**EXERCISE GOAL:** Quote all of the items below word for word, but leave the pictures out.

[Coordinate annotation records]
-*-*-

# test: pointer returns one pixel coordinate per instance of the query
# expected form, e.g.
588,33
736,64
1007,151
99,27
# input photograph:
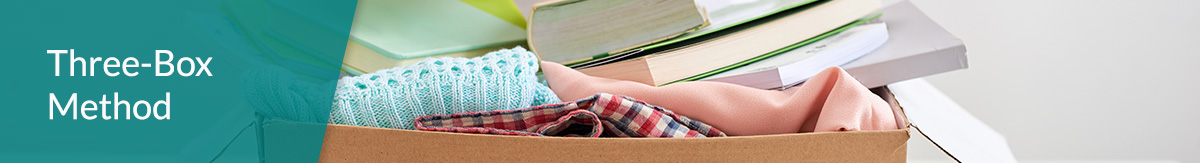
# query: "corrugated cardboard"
952,128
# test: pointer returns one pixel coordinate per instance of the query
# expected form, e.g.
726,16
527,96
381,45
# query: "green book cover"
819,37
723,16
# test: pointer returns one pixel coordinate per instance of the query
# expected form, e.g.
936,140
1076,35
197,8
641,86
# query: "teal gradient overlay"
273,60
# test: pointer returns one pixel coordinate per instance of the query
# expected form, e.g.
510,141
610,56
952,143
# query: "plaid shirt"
600,115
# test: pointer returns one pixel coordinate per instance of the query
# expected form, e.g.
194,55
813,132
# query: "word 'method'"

-*-*-

**EXERCISE RESULT:**
# test: pointer returns one pixel coordinate per instance of the query
# expected form, e.g.
588,33
736,64
1007,151
99,27
# input photograph:
# query: "corrugated cardboard"
952,128
# test: pointer returns one pixel coordinate per instance of the query
# expected form, e.g.
726,16
527,96
381,45
# query: "green book cover"
819,37
723,16
# test: pointer returns one pixel coordinate per instance of the query
# expected form, e.g.
936,140
1076,35
197,8
641,86
# query: "teal gradient overlay"
273,60
# test: pointer returns one pixel coordinate per instance of the query
# expected form, e.g.
510,141
610,56
952,143
# query: "plaid shirt"
600,115
# test: pointer returns one pixel coordinate per instance of the query
# expected form, e.g.
194,55
813,132
# query: "word 'method'"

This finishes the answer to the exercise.